**Stated goal:** Edit the material below so that "one marker" becomes "a single marker" wherever it occurs, keeping everything else unchanged, and leave the pictures out of your answer.

[Photo object pointing records]
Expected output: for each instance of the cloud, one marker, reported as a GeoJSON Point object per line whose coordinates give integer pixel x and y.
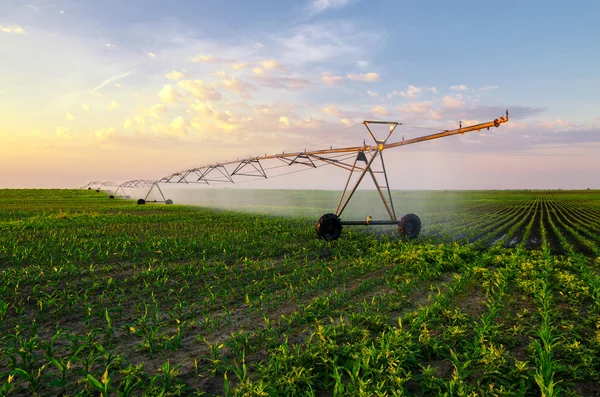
{"type": "Point", "coordinates": [239, 65]}
{"type": "Point", "coordinates": [309, 123]}
{"type": "Point", "coordinates": [63, 132]}
{"type": "Point", "coordinates": [116, 77]}
{"type": "Point", "coordinates": [175, 75]}
{"type": "Point", "coordinates": [168, 94]}
{"type": "Point", "coordinates": [113, 105]}
{"type": "Point", "coordinates": [451, 102]}
{"type": "Point", "coordinates": [333, 110]}
{"type": "Point", "coordinates": [415, 107]}
{"type": "Point", "coordinates": [153, 111]}
{"type": "Point", "coordinates": [284, 121]}
{"type": "Point", "coordinates": [200, 90]}
{"type": "Point", "coordinates": [380, 110]}
{"type": "Point", "coordinates": [12, 29]}
{"type": "Point", "coordinates": [209, 58]}
{"type": "Point", "coordinates": [366, 77]}
{"type": "Point", "coordinates": [235, 85]}
{"type": "Point", "coordinates": [330, 79]}
{"type": "Point", "coordinates": [286, 83]}
{"type": "Point", "coordinates": [104, 134]}
{"type": "Point", "coordinates": [488, 88]}
{"type": "Point", "coordinates": [271, 64]}
{"type": "Point", "coordinates": [318, 6]}
{"type": "Point", "coordinates": [411, 92]}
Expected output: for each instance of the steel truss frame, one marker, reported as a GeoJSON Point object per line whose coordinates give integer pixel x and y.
{"type": "Point", "coordinates": [355, 159]}
{"type": "Point", "coordinates": [366, 154]}
{"type": "Point", "coordinates": [133, 184]}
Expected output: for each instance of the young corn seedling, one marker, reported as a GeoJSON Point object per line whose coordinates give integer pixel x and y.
{"type": "Point", "coordinates": [103, 385]}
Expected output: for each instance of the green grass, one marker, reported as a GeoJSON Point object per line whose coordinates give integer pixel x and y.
{"type": "Point", "coordinates": [500, 296]}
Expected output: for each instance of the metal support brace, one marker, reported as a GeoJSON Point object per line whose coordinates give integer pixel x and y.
{"type": "Point", "coordinates": [257, 169]}
{"type": "Point", "coordinates": [308, 163]}
{"type": "Point", "coordinates": [159, 189]}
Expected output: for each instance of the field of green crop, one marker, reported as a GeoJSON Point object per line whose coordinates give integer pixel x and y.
{"type": "Point", "coordinates": [499, 297]}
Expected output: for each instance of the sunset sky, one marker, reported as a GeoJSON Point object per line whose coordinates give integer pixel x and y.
{"type": "Point", "coordinates": [138, 89]}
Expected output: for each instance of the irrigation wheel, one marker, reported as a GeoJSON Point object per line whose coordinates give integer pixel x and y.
{"type": "Point", "coordinates": [409, 226]}
{"type": "Point", "coordinates": [329, 227]}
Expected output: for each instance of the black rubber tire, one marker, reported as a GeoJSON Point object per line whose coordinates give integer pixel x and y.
{"type": "Point", "coordinates": [409, 226]}
{"type": "Point", "coordinates": [329, 227]}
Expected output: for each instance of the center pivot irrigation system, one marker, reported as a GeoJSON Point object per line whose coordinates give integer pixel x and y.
{"type": "Point", "coordinates": [355, 159]}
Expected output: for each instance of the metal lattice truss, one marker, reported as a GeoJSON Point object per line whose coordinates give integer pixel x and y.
{"type": "Point", "coordinates": [134, 184]}
{"type": "Point", "coordinates": [356, 159]}
{"type": "Point", "coordinates": [99, 185]}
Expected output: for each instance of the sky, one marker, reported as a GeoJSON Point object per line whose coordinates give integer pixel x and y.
{"type": "Point", "coordinates": [139, 89]}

**Result of this exercise:**
Expected output: for each instance of the cloud, a single marker, reported as a GeoJSON Point object per line whose coordinates give integer pixel x and y.
{"type": "Point", "coordinates": [239, 65]}
{"type": "Point", "coordinates": [309, 123]}
{"type": "Point", "coordinates": [63, 132]}
{"type": "Point", "coordinates": [116, 77]}
{"type": "Point", "coordinates": [175, 75]}
{"type": "Point", "coordinates": [168, 94]}
{"type": "Point", "coordinates": [113, 105]}
{"type": "Point", "coordinates": [451, 102]}
{"type": "Point", "coordinates": [333, 110]}
{"type": "Point", "coordinates": [415, 107]}
{"type": "Point", "coordinates": [153, 111]}
{"type": "Point", "coordinates": [284, 121]}
{"type": "Point", "coordinates": [200, 90]}
{"type": "Point", "coordinates": [380, 110]}
{"type": "Point", "coordinates": [12, 29]}
{"type": "Point", "coordinates": [209, 58]}
{"type": "Point", "coordinates": [366, 77]}
{"type": "Point", "coordinates": [235, 85]}
{"type": "Point", "coordinates": [330, 79]}
{"type": "Point", "coordinates": [286, 83]}
{"type": "Point", "coordinates": [104, 134]}
{"type": "Point", "coordinates": [488, 88]}
{"type": "Point", "coordinates": [271, 64]}
{"type": "Point", "coordinates": [318, 6]}
{"type": "Point", "coordinates": [411, 92]}
Expected output: for each instance of the steel truss frame, a single marker, reported as a GeoJSON Point object per line whose coordinates give integer pixel x and y.
{"type": "Point", "coordinates": [355, 159]}
{"type": "Point", "coordinates": [366, 154]}
{"type": "Point", "coordinates": [133, 184]}
Expected output: for each instance of the young corn seedling, a single marker, reported as a GeoJSON Point object per line whose coordinates give integer pixel x and y.
{"type": "Point", "coordinates": [103, 385]}
Expected output: for each instance of the green grass, a single marker, reported as a GeoJSON Point object per line whose coordinates give integer pixel x and y.
{"type": "Point", "coordinates": [500, 296]}
Expected output: for each instance of the metal support brace, a single marker, reported as a GeoJSON Point object per line whose coordinates give integer pixel x and y.
{"type": "Point", "coordinates": [257, 169]}
{"type": "Point", "coordinates": [308, 163]}
{"type": "Point", "coordinates": [159, 189]}
Expected output: for each instance of the field of green crop, a single marker, reported as a GeoJSON Point object per line whose coordinates give integer pixel x and y.
{"type": "Point", "coordinates": [499, 297]}
Expected output: for each instance of the sunset sky, a single marker, reported as a GeoJSON Point object per line whose coordinates give integer pixel x and y.
{"type": "Point", "coordinates": [138, 89]}
Expected output: for each instance of the irrigation wheel, a single marker, reported as a GeoJSON Point object per line whose coordinates give integer pixel x and y.
{"type": "Point", "coordinates": [409, 226]}
{"type": "Point", "coordinates": [329, 227]}
Expected output: for each instance of the black rubber tire, a single marker, reported as a GeoJSON Point object per line whose coordinates give integer pixel x and y.
{"type": "Point", "coordinates": [409, 226]}
{"type": "Point", "coordinates": [329, 227]}
Expected output: for each instance of the center pivot irrigation system, a single marker, reported as a GeoJSON Point object per line whose coordinates give integer pixel x and y.
{"type": "Point", "coordinates": [355, 159]}
Expected output: for each instance of the metal lattice truss, a single marker, reported as a GeoJSON Point object per line whose coordinates give integer pixel x and y.
{"type": "Point", "coordinates": [134, 184]}
{"type": "Point", "coordinates": [356, 159]}
{"type": "Point", "coordinates": [99, 185]}
Expected output: for each instance of the sky, a single marker, reported as a GeoJSON Point object per line whose coordinates give integer pixel x and y.
{"type": "Point", "coordinates": [139, 89]}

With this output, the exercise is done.